» **What is expected**
Render each line of the records below as a JSON list of strings, one string per line, with blank lines omitted. Leave the pictures out of the answer.

» **Extracted material**
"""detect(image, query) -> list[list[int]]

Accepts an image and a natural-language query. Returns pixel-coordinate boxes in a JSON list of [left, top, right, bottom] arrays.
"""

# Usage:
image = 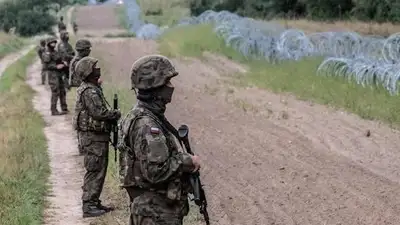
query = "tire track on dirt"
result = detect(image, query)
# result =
[[27, 61, 88, 225], [0, 45, 35, 77]]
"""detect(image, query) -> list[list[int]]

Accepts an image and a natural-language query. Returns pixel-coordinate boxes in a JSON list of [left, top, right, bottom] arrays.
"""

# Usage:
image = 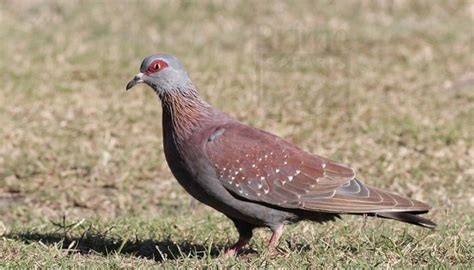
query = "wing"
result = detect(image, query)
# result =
[[206, 123, 429, 213]]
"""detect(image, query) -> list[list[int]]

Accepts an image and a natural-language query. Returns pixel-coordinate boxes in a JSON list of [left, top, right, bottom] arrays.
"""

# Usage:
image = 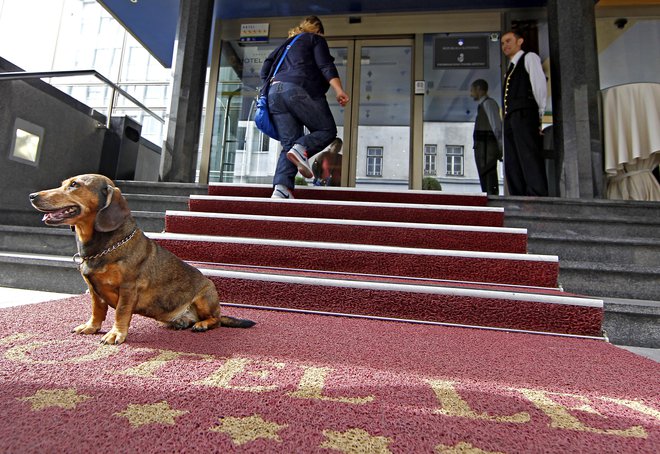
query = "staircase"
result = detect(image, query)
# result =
[[0, 182, 660, 347], [155, 184, 602, 336]]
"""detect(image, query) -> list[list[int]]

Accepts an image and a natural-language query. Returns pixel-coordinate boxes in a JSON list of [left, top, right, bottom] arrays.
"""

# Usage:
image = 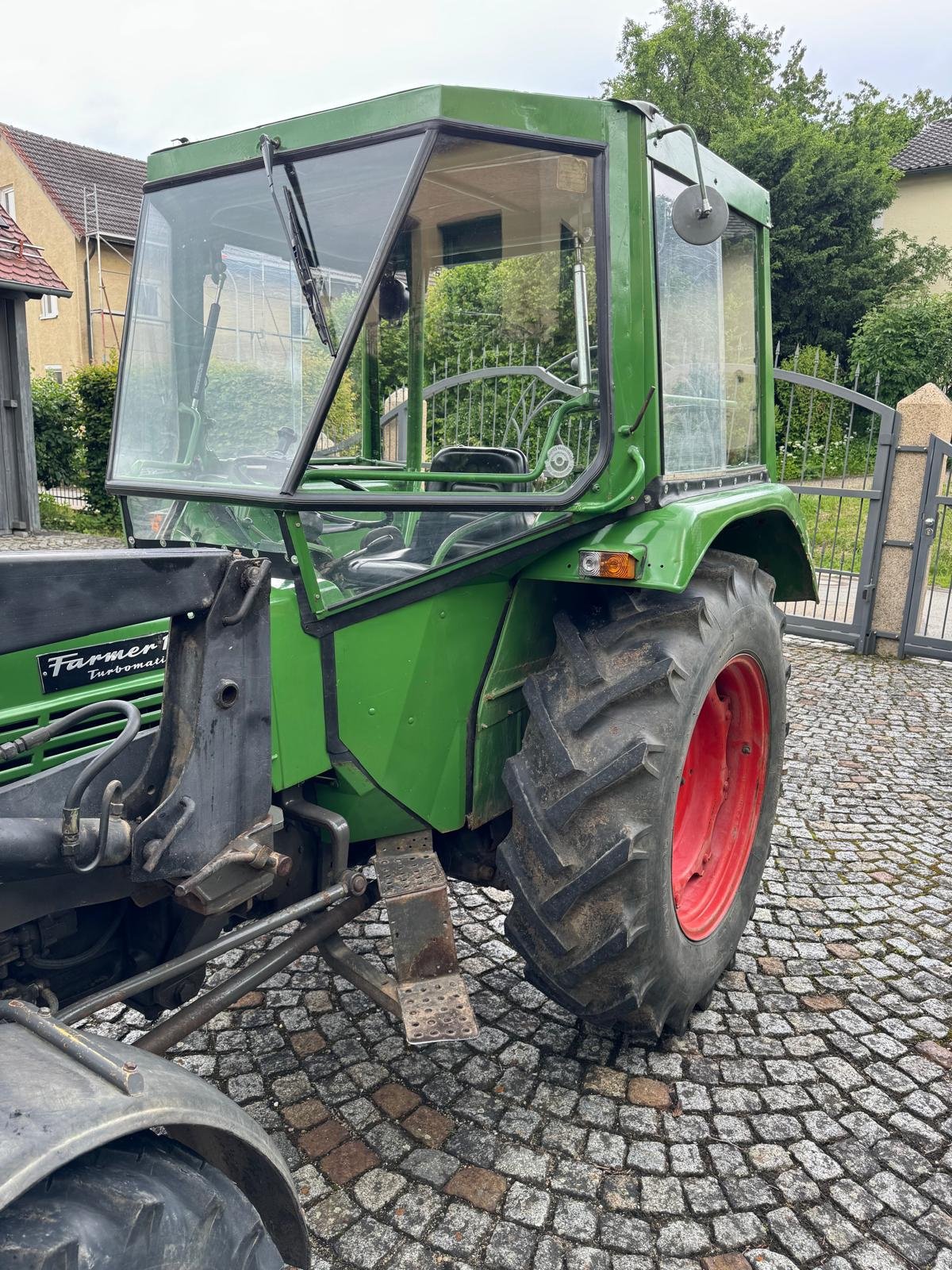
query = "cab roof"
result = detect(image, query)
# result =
[[148, 84, 770, 225]]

» **Written reply**
[
  "\"\"\"detect(image, query) -> list[list[int]]",
  "Accepts an image and a natural-language query. Returns pixel-coordinate boxes in a JSON list of [left, top, right, bottom] arrays.",
  "\"\"\"",
  "# Usage:",
  "image = ",
  "query = \"tire track on dirt\"",
  "result = detect(image, query)",
  "# result =",
  "[[27, 61, 88, 225], [0, 45, 35, 77]]",
  "\"\"\"detect(image, query) -> list[list[int]]",
  "Accepts an image and a natural-language query. Returns pixel-coordinate boxes in a JSON list of [left, top, right, bottom] arrays.",
  "\"\"\"",
  "# Usage:",
  "image = ",
  "query = \"wing\"",
  "result = detect(image, query)",
  "# result =",
  "[[206, 123, 429, 213]]",
  "\"\"\"detect(image, query) -> list[list[int]]",
  "Accepts an image and a natural-language query. Returns pixel-coordinate boxes in a JSON list of [left, top, right, bottom] arrays.",
  "\"\"\"",
  "# Usage:",
  "image = ",
  "query = \"staircase\"",
  "result = detect(image, query)",
  "# result =",
  "[[0, 182, 660, 347], [155, 184, 602, 336]]",
  "\"\"\"detect(image, query) -> list[list[int]]",
  "Accepts an image and a natural-language query. Returns pixel-coordinate boxes in a JSON list of [left, top, right, bottom] arrays.",
  "\"\"\"",
  "# Usage:",
  "image = ",
  "query = \"cab roof\"",
  "result = detect(image, query)",
  "# result =",
  "[[148, 84, 770, 225]]"
]